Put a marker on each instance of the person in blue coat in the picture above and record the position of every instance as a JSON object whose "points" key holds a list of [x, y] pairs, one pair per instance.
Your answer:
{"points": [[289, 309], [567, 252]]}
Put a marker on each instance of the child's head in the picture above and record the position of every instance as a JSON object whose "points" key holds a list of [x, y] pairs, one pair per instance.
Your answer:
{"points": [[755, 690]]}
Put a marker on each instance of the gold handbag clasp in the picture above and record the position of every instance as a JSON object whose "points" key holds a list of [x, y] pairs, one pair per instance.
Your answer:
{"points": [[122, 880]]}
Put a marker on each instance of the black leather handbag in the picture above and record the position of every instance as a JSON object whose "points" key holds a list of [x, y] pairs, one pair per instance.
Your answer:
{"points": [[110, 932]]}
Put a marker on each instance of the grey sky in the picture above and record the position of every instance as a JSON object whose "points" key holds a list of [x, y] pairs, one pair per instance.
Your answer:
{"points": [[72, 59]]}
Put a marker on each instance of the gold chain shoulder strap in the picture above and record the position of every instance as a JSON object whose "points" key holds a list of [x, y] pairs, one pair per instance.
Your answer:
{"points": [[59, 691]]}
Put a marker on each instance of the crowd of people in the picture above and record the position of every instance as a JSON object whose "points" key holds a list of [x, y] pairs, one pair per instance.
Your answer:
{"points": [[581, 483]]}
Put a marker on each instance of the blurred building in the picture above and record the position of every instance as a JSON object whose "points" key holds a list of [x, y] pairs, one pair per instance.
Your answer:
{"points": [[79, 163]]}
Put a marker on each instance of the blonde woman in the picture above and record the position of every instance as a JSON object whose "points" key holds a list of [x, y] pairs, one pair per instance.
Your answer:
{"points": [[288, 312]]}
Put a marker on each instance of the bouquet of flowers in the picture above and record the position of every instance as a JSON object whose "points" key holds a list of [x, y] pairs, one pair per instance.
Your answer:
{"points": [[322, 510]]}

§ **About this task**: What you write must match the records above exactly, line for line.

§ **Your response**:
Put a marker on each instance of the person in blue coat in the picture above and record the position of every instance as a JSON object whose "points" key holds a list of [x, y] pairs, one pair per instance.
Your answer:
{"points": [[289, 309], [567, 252]]}
Put a marker on each instance of the child's head in the picture above and record the position of every instance as a JSON object whose "points" key holds a list of [x, y] pairs, one pair per instance.
Your answer:
{"points": [[755, 690]]}
Put a marker on each instance of the gold handbag clasp in the picture above and record the position of every instance as a JSON object whose "points" key holds a list of [x, y] pairs, one pair per instance.
Your answer:
{"points": [[122, 880]]}
Put a marker on each instance of the black leather handbag in the picture above and record the position of every instance as a JSON object whose "points" key holds a list of [x, y] pairs, one pair per instance.
Your answer:
{"points": [[110, 932]]}
Put a marker on each instance of the grey sky in the picture above and record the position of every instance as a JSON object whose "points" key holds a list of [x, y] pairs, one pair per instance.
Your answer:
{"points": [[72, 59]]}
Put a marker on each instance of the gold chain shoulder strap in the picture above and record the position of every instance as a JSON object whose "points" key holds a list of [x, y] pairs, one pair per instance.
Your answer:
{"points": [[59, 691]]}
Put a marker on each instance of the crowd of people in the picture above and record the position of every instance as a JSON object whose "points" key holds a list of [x, y] pairs, one pair per instance.
Your answer:
{"points": [[581, 483]]}
Put a marker on each instance of the blurred building in the picture above and record the position of every instance as a JSON object whose "points" key holds a list of [x, y] pairs, one pair per instance.
Your answer:
{"points": [[79, 163]]}
Put a marker on each instance of the blonde woman in the picture above and record the position of every instance as a JSON object whose "points" key holds a list of [x, y] pairs, one pair per instance.
Your answer:
{"points": [[288, 312]]}
Put a marker on each instance of the bouquet of flowers in the picture above and record the position of every instance as a JSON object whose "points" key holds a list of [x, y] pairs, one pair per instance.
Your answer:
{"points": [[322, 510]]}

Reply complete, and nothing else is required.